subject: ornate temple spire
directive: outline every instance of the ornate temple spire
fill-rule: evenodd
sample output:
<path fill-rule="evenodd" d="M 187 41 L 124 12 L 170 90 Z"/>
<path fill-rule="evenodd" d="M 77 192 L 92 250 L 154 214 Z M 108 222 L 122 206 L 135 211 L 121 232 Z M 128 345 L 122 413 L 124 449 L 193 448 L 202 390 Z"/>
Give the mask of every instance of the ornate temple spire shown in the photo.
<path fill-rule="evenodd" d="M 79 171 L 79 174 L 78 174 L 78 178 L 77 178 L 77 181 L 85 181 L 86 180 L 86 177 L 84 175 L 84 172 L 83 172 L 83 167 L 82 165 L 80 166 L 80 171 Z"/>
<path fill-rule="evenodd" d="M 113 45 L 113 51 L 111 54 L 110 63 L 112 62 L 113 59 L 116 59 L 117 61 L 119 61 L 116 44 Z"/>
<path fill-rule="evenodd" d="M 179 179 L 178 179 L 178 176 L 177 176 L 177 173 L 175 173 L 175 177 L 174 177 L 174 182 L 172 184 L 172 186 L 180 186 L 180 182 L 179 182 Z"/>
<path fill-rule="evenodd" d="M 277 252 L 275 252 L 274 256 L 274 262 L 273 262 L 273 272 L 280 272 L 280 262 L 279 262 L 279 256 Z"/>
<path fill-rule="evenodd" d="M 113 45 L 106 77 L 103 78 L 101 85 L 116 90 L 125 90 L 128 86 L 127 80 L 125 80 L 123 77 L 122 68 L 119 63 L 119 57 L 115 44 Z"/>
--------------------
▶ **Task goal**: Reproduce every line of the records above without changing anything.

▶ **Complete response**:
subject: ornate temple spire
directive: outline every instance of the ornate temple spire
fill-rule: evenodd
sample output:
<path fill-rule="evenodd" d="M 187 41 L 124 12 L 170 90 Z"/>
<path fill-rule="evenodd" d="M 77 192 L 92 250 L 154 214 Z M 108 222 L 122 206 L 135 211 L 121 232 Z M 128 345 L 122 413 L 124 449 L 193 448 L 202 390 Z"/>
Give the mask of every instance of the ornate temple spire shown in the photo.
<path fill-rule="evenodd" d="M 79 171 L 79 174 L 78 174 L 78 178 L 77 178 L 77 181 L 85 181 L 86 180 L 86 177 L 84 175 L 84 172 L 83 172 L 83 167 L 82 165 L 80 166 L 80 171 Z"/>
<path fill-rule="evenodd" d="M 113 45 L 113 51 L 111 54 L 110 63 L 112 62 L 113 59 L 116 59 L 117 61 L 119 61 L 116 44 Z"/>
<path fill-rule="evenodd" d="M 179 179 L 178 179 L 178 176 L 177 176 L 177 173 L 175 173 L 175 177 L 174 177 L 174 182 L 172 184 L 172 186 L 180 186 L 180 182 L 179 182 Z"/>
<path fill-rule="evenodd" d="M 277 252 L 275 252 L 274 256 L 274 262 L 273 262 L 273 272 L 280 272 L 280 262 L 279 262 L 279 256 Z"/>
<path fill-rule="evenodd" d="M 113 45 L 106 77 L 103 78 L 101 85 L 116 90 L 125 90 L 128 86 L 127 80 L 125 80 L 123 77 L 122 68 L 119 63 L 119 57 L 115 44 Z"/>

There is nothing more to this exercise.